→ Given request
Pick out each line in the records below that contains the word "every", and copy those lines.

━━━━━━

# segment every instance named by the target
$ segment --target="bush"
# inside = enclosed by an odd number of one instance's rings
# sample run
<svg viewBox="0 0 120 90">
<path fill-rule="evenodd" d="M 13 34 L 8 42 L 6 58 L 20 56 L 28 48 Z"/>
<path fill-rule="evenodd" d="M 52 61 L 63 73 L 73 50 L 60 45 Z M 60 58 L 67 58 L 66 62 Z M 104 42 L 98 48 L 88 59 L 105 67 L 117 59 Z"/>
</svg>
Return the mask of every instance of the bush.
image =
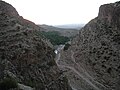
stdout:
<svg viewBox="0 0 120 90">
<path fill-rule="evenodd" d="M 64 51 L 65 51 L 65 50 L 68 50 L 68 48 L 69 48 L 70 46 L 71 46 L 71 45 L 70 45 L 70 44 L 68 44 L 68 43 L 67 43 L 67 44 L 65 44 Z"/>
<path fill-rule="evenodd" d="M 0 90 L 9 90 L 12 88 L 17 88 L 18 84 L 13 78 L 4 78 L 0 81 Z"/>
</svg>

━━━━━━

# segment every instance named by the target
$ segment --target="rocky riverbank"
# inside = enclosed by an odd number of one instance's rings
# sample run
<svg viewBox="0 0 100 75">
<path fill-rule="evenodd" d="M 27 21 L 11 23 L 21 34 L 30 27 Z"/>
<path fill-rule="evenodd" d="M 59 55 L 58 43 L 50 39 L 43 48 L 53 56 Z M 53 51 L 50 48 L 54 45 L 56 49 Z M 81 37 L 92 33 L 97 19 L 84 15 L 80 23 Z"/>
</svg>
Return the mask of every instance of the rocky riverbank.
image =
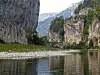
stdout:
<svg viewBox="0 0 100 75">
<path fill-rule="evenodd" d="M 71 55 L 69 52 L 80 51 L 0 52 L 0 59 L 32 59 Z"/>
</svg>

━━━━━━

→ Completed task
# segment every instance named by the target
Return the mask of every instance of the bush.
# segment every instance named by the target
Return the mask of every instance of the rocky riverbank.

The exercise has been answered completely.